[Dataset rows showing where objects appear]

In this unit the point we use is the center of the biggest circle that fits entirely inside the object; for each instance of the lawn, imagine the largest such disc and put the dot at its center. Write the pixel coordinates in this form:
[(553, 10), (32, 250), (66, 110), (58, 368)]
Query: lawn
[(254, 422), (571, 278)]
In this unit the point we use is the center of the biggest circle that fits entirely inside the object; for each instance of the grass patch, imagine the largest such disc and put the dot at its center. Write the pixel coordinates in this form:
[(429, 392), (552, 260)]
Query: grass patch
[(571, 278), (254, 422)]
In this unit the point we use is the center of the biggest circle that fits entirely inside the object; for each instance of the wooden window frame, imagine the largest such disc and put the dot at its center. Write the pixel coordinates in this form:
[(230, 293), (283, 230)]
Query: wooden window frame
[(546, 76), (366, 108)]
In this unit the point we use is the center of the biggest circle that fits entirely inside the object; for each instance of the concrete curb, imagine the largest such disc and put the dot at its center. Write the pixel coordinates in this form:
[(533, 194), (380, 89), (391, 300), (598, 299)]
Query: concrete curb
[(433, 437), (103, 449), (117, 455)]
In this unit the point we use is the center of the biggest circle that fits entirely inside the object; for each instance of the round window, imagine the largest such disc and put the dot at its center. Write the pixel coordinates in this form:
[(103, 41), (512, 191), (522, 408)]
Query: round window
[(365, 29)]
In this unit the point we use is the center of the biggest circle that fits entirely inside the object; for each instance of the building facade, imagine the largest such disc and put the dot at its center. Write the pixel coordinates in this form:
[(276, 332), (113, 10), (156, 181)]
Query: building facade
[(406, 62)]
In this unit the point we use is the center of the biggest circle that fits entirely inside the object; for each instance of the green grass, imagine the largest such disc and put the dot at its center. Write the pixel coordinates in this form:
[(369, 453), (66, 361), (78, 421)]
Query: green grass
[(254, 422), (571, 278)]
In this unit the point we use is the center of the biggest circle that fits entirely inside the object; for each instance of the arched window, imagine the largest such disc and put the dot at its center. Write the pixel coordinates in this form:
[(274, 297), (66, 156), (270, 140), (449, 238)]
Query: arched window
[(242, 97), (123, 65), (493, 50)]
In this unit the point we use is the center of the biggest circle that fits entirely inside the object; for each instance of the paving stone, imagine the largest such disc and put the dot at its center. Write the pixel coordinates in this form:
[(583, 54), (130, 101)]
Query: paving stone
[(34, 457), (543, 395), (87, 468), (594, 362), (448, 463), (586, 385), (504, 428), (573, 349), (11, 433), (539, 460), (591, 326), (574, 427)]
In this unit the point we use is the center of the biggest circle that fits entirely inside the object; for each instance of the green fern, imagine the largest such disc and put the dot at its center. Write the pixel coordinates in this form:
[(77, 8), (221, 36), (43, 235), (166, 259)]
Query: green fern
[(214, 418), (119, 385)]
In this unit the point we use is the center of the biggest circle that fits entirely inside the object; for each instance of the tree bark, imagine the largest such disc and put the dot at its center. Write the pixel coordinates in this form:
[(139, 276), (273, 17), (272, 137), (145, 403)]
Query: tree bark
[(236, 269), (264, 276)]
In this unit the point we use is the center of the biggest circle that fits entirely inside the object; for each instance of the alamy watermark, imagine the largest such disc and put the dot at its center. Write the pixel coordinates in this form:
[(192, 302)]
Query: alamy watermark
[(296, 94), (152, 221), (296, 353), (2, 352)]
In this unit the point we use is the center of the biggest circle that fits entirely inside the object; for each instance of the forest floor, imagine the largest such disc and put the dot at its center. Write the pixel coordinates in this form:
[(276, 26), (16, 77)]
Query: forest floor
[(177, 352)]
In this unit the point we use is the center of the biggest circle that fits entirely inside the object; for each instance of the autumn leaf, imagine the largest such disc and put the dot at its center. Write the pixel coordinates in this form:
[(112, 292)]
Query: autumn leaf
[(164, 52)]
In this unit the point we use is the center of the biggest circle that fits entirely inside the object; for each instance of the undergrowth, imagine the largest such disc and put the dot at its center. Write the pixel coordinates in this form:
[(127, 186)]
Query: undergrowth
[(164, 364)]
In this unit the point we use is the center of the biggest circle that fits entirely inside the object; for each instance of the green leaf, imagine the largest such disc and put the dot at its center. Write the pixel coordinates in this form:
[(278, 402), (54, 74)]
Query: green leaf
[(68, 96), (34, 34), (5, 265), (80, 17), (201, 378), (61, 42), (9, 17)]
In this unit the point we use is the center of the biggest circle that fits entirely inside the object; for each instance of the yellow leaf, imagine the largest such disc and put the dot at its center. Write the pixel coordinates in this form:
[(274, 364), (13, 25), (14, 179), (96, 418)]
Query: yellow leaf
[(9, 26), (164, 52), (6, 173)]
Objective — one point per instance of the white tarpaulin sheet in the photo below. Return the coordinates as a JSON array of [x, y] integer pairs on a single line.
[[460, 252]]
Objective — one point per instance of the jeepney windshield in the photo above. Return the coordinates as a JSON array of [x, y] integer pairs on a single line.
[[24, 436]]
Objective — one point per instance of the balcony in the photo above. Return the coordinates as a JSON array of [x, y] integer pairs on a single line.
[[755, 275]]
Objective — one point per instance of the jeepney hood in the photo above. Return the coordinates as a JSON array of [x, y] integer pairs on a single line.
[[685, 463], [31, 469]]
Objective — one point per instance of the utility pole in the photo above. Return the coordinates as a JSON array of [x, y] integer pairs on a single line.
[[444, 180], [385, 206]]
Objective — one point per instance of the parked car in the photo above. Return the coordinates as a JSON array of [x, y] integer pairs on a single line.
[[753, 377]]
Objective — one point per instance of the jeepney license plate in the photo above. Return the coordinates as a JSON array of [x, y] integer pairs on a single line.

- _GOAL_
Rename "Objective" to "Goal" everywhere in the lines above and write out all of them again, leaving everything else the same.

- _TASK RESULT_
In this unit the point we use is the center of the biggest circle that fits entirely inside the object; for each instance of the lawn, imagine the largest such disc and put the dot at its center. Write the pixel coordinates in this form:
[(553, 10), (32, 250), (66, 110), (58, 368)]
Query: lawn
[(254, 422), (571, 278)]
In this unit the point we use is the center of the biggest circle that fits entirely inside the object; for each instance of the grass patch, imagine the largest such disc and put the dot at its center. Write the pixel coordinates in this form:
[(429, 392), (552, 260)]
Query: grass patch
[(571, 278), (254, 422)]
In this unit the point we use is the center of the biggest circle that fits entirely inside the object; for each instance of the wooden window frame, imagine the largest such disc and put the dot at its center. Write the pixel coordinates in this form:
[(230, 293), (283, 230)]
Query: wooden window frame
[(546, 76), (366, 108)]
In this unit the point we use is the center of the biggest circle that fits entirely inside the object; for each instance of the concrete curb, imagine the largest such disc and put the dot at its center. Write the pixel coordinates in this form:
[(533, 194), (380, 89), (391, 300), (598, 299)]
Query: concrete curb
[(433, 437), (103, 449), (117, 455)]
In this unit the point we use is the center of the biggest circle that fits entirely inside the object; for each instance of the round window, imagine the largest such disc and put the dot at its center. Write the pixel coordinates in this form:
[(103, 41), (512, 191), (522, 408)]
Query: round window
[(365, 29)]
In this unit the point we use is the center of the biggest circle that fits entirely inside the object; for each instance of the building facade, imagine the largest such disc and put the dot at its center. Write the pixel coordinates in this form:
[(276, 332), (113, 10), (156, 181)]
Query: building facade
[(406, 62)]
In this unit the point we use is the center of the biggest circle that fits entirely inside the object; for each instance of the green grass, imagine the largest such disc and put the dot at its center. Write the pixel coordinates in this form:
[(369, 453), (66, 361), (78, 421)]
Query: green grass
[(254, 422), (571, 278)]
In this unit the point we use is the center of the biggest circle that fits entirely inside the object; for each instance of the arched window, imagine the largest such disc and put the dot at its center. Write the pixel coordinates in this form:
[(274, 297), (66, 156), (270, 140), (449, 238)]
Query: arched window
[(242, 97), (123, 65), (493, 50)]
In this unit the point we use is the center of the biggest circle that fits entirely inside the object; for each instance of the paving stone, imagine the largest such disc and put the dot at its center. Write the pixel coordinates in this form:
[(583, 54), (130, 101)]
Query: paving stone
[(34, 457), (543, 395), (87, 468), (594, 362), (448, 463), (586, 385), (504, 428), (573, 349), (11, 433), (539, 460), (591, 326), (574, 427)]
In this unit the point we use is the center of the biggest circle that fits entirely inside the object; for each instance of the green fern, imagine the largest such disc and put the dot at its center. Write the pixel coordinates in this form:
[(77, 8), (221, 36), (43, 235), (166, 259)]
Query: green fern
[(214, 418), (119, 385)]
In this unit the point we use is the center of the biggest circle that fits entirely inside the object; for each instance of the tree bark, imagine the largest such disc and put the dot at its center. Write the pixel coordinates in this form:
[(139, 276), (273, 17), (272, 137), (145, 403)]
Query: tree bark
[(236, 269), (264, 276)]
In this unit the point we use is the center of the biggest circle that fits entirely inside the object; for each instance of the alamy watermark, imagine the largest such disc and put the dot at its center. Write the pixel coordinates in this form:
[(192, 302)]
Query: alamy watermark
[(296, 94), (152, 221), (296, 353), (2, 352)]
In this unit the point we use is the center of the biggest circle that fits entirely inside the object; for each instance of the forest floor, imagine the largest such disc and put the dot at its center. Write the pixel coordinates in this form:
[(276, 26), (16, 77)]
Query: forest floor
[(177, 352)]
In this unit the point we use is the center of the biggest circle that fits entirely inside the object; for each instance of the autumn leaf, imagine the largest such disc and put the dot at its center. Write the pixel coordinates in this form:
[(112, 292)]
Query: autumn leaf
[(164, 52)]
In this unit the point we use is the center of the biggest circle that fits entirely inside the object; for each instance of the undergrowth, imagine the largest such disc and put the dot at its center. Write the pixel coordinates in this form:
[(127, 186)]
Query: undergrowth
[(164, 364)]
In this unit the point we use is the center of the biggest circle that fits entirely inside the object; for each instance of the green leaf, imagine the largest such disc and put the dot at its center. Write the pixel coordinates in this form:
[(278, 402), (54, 74)]
Query: green leaf
[(68, 96), (34, 34), (5, 265), (80, 17), (201, 378), (61, 42), (9, 17)]
In this unit the point we use is the center of the biggest circle that fits entirely inside the object; for each instance of the yellow leaf, imagine the largest such disc and put the dot at its center. Write the pixel coordinates in this form:
[(274, 364), (13, 25), (14, 179), (96, 418)]
Query: yellow leaf
[(9, 26), (164, 52), (6, 173)]
Goal — one point per instance of the white tarpaulin sheet in the photo below. Return the coordinates as a JSON array of [x, y] integer pairs on a single line.
[[460, 252]]
Goal — one point per instance of the jeepney windshield in the photo above. Return the coordinates as a JSON array of [x, y] integer pairs on a single line.
[[24, 436]]
Goal — one point per instance of the balcony in the photo above. Return the coordinates as a JSON array of [x, y] integer pairs on a single line.
[[755, 275]]
Goal — one point per instance of the jeepney hood in the photo above. Return the coordinates as a JSON array of [x, y] integer pairs on a single line.
[[685, 463], [31, 469]]
Goal — one point per instance of the utility pole in the photo above. Return the coordinates as a JSON array of [x, y] integer pairs on a single line.
[[444, 180], [385, 206]]
Goal — one point per instance of the parked car in the photo above. Return the coordinates as a JSON array of [x, y] integer pairs on a single line.
[[753, 377]]
Goal — one point per instance of the jeepney license plate in the photo above. Return the coordinates as a JSON array of [x, y] integer pairs on a single line.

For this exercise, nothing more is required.